Problem:
State how many lines of the listing contain the word "below". Reply with the number alone.

Records to process:
— begin —

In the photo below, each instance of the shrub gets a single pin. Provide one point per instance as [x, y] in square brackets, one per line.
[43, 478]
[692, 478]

— end —
— begin —

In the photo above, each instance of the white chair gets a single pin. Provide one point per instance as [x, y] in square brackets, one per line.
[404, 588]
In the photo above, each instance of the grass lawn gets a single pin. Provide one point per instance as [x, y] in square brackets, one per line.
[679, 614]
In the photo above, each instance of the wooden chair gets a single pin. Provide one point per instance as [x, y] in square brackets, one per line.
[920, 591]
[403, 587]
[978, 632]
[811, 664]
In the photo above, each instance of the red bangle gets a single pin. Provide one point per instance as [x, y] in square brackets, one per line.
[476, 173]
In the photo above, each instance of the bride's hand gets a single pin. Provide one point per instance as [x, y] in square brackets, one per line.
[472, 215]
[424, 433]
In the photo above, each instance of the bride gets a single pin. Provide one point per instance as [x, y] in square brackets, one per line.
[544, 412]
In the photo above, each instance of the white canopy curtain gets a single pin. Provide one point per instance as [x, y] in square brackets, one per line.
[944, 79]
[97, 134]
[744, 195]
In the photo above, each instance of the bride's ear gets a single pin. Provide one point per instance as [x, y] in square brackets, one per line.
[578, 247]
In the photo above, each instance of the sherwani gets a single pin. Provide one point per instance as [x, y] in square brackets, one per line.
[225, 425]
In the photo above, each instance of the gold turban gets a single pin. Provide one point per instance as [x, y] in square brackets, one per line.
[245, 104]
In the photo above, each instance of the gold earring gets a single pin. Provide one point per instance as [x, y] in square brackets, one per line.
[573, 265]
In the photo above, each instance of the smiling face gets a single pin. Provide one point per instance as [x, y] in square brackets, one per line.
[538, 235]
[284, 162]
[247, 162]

— end —
— begin —

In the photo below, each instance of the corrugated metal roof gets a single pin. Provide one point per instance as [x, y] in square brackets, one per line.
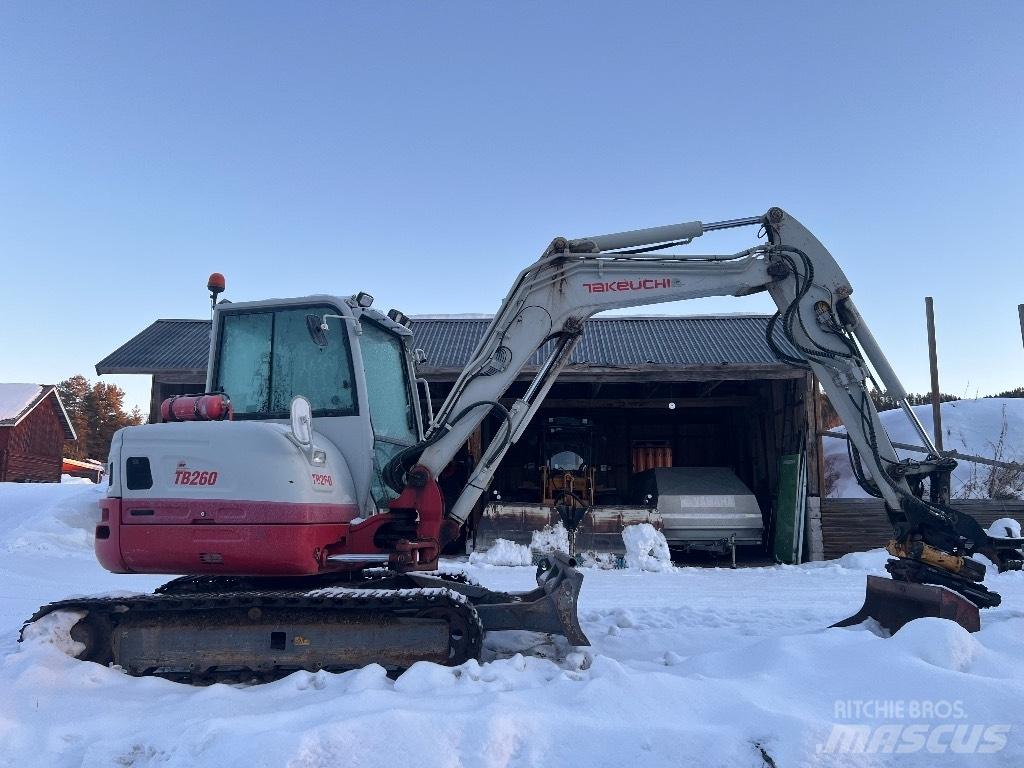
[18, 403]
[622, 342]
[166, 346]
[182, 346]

— end —

Solution to this task:
2